### SHORT TASK
Convert the records into a two-column CSV with the headers "text" and "answer", one row per record. Put each record's text and its answer each in a single quoted field, replace line breaks with spaces, and leave the pictures out.

-- start DATA LINES --

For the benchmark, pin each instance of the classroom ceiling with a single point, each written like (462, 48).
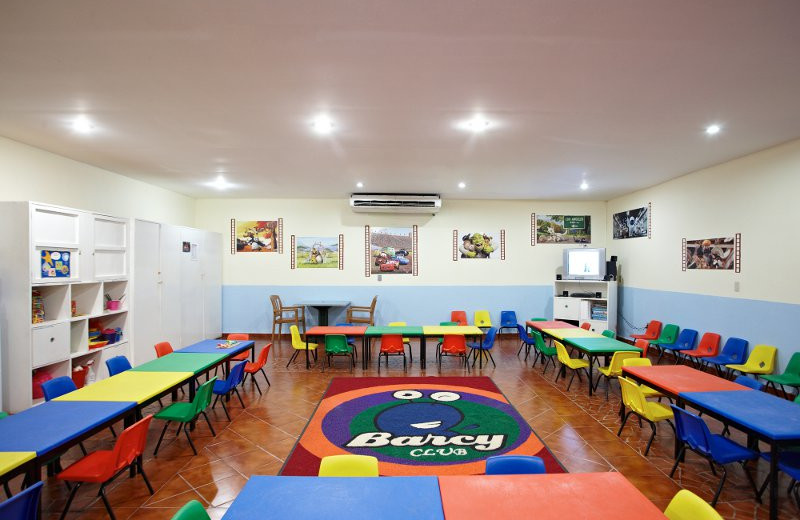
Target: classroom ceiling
(616, 92)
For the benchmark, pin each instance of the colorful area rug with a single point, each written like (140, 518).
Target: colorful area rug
(416, 426)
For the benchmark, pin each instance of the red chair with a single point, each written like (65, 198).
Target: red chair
(454, 345)
(460, 317)
(258, 366)
(240, 337)
(103, 466)
(651, 333)
(708, 347)
(163, 348)
(391, 345)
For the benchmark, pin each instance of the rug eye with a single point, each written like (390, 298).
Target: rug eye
(445, 396)
(407, 394)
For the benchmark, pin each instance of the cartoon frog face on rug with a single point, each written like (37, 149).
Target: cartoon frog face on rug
(419, 418)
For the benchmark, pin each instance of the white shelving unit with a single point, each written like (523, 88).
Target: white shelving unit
(98, 248)
(599, 310)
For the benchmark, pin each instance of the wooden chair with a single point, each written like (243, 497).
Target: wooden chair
(370, 320)
(296, 316)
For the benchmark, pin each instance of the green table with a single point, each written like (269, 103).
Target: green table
(602, 346)
(405, 331)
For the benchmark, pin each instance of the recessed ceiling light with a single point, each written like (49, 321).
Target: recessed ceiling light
(323, 124)
(82, 125)
(476, 124)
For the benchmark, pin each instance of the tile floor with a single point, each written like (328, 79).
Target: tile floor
(580, 430)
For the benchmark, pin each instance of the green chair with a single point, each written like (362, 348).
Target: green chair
(193, 510)
(790, 376)
(336, 345)
(187, 413)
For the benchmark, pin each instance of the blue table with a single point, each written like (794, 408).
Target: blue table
(768, 418)
(338, 498)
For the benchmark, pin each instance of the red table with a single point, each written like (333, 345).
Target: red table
(557, 496)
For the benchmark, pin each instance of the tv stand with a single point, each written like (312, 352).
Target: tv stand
(582, 304)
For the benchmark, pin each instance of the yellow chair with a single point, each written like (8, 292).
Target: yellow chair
(298, 344)
(685, 505)
(633, 398)
(568, 362)
(406, 341)
(483, 319)
(760, 361)
(348, 466)
(614, 368)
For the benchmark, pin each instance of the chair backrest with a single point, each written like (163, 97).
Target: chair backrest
(58, 387)
(192, 510)
(735, 349)
(130, 443)
(117, 365)
(454, 344)
(24, 505)
(336, 344)
(685, 505)
(686, 339)
(348, 466)
(692, 430)
(514, 465)
(483, 319)
(163, 348)
(749, 382)
(508, 318)
(392, 343)
(459, 316)
(709, 344)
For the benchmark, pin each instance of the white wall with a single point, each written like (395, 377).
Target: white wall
(28, 173)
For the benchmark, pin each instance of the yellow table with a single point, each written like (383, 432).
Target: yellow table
(571, 333)
(128, 386)
(10, 460)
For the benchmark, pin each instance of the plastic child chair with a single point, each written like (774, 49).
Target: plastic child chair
(391, 345)
(514, 465)
(117, 365)
(24, 505)
(685, 505)
(193, 510)
(348, 466)
(253, 368)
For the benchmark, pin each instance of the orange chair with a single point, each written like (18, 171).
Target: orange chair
(258, 366)
(240, 337)
(391, 345)
(454, 345)
(651, 333)
(103, 466)
(459, 317)
(163, 348)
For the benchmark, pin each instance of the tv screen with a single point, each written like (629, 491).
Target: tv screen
(584, 264)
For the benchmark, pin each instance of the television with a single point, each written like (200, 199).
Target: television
(584, 264)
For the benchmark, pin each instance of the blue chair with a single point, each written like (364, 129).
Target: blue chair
(693, 433)
(734, 351)
(228, 386)
(24, 505)
(117, 365)
(514, 465)
(484, 348)
(686, 341)
(528, 342)
(508, 320)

-- end DATA LINES --

### RESPONSE FOR THIS EXERCISE
text,answer
"For the benchmark, pin each instance of the classroom ceiling with a single point, each written like (462, 48). Target: classroom ceiling","(616, 92)"
"For the benchmark, pin each instance of the colorful area rug with a single point, each written like (140, 518). Target: colorful area rug","(416, 426)"
"For the benchmark, pin each instance of the red chair with a single point, each written like (65, 198). Target: red chair","(454, 345) (460, 317) (258, 366) (240, 337) (103, 466) (651, 333) (708, 347) (163, 348) (391, 345)"
"For the benchmark, pin each instance of the rug eye with a single point, each written like (390, 298). Target: rug eye","(445, 396) (407, 394)"
"For the benchmark, pin each instance of the cartoon frog face on rug with a single point, each written like (37, 149). Target: cartoon frog face on rug","(419, 418)"
"For the benchmark, pin each instance of the white shelving unit with a single point, each written like (523, 88). Target: white shelving unit","(98, 248) (599, 310)"
"For the benchmark, pin each instance of the wooden chair with a single point, each written like (243, 497). Target: wooden chair","(370, 320) (296, 316)"
"For the benchmark, pin each instance of the green table with a single point, each written like (269, 103). Target: green table","(602, 346) (405, 331)"
"For the benchmark, pin each instance of the recessed ceiling light with a single point, each written like (49, 321). Target: recessed ceiling light","(323, 124) (82, 125) (476, 124)"
"For the benchmark, pin each instance of the tile floor with a single point, each written like (328, 79). Target: tile floor","(580, 430)"
"For the benchmark, pin each instance of the green chair with a single point, each written like (362, 348). Target: green chair","(193, 510) (790, 376) (336, 345) (187, 413)"
"For the benchmark, pin each instance of the blue table with a single point, each written like (794, 408). Target: blue table","(768, 418) (338, 498)"
"For the benchmark, pin each instance of the red table with a single point, each written like (333, 345). Target: red table","(557, 496)"
"For the benchmark, pin each instance of the tv stand with a single point, each written like (312, 352). Target: tv stand","(582, 304)"
"For the benchmark, pin each instance of the yellow chair with a single point, each written like (8, 292). Target: yellow chair","(298, 344) (685, 505) (633, 398) (568, 362) (406, 341) (483, 319) (760, 361) (348, 466) (614, 368)"
"For the benchmark, pin each instance of the chair backrest with a single point, each written like (163, 97). Target: chair backrest","(58, 387) (192, 510) (735, 349) (130, 443) (117, 365) (454, 344) (24, 505) (336, 344) (685, 505) (686, 339) (348, 466) (692, 430) (514, 465) (483, 319) (163, 348) (749, 382) (508, 318) (392, 343) (459, 316) (709, 344)"
"For the benchmark, pin each instance of the white wall with a single point, each written like (395, 377). Target: white wall","(28, 173)"
"For the benchmark, pin each instance of the yellow table with a single point, each written like (383, 432). Target: yellow table","(571, 333) (128, 386) (10, 460)"
"For the benchmark, pin each instance of the plastic child chair with a single point, each written like (774, 49). Target: plastic child chair","(391, 345) (514, 465) (117, 365) (24, 505) (685, 505) (193, 510) (348, 466) (253, 368)"
"For the benchmark, pin each instance of the orange chair with a single point, each written like (18, 171). Target: orange chair","(258, 366) (240, 337) (391, 345) (454, 345) (651, 333) (103, 466) (459, 317) (163, 348)"
"For the benchmark, pin each instance of the tv screen with a single point, each written like (629, 491). Target: tv screen","(584, 264)"
"For the benchmark, pin each instance of the television with a single point, each written like (200, 199). Target: television","(584, 264)"
"For the benchmark, pin each instance of the blue chair with a single point, each written like (364, 129). Target: blue chair","(693, 433) (734, 351) (228, 386) (24, 505) (117, 365) (514, 465) (484, 348) (686, 341) (528, 342) (508, 320)"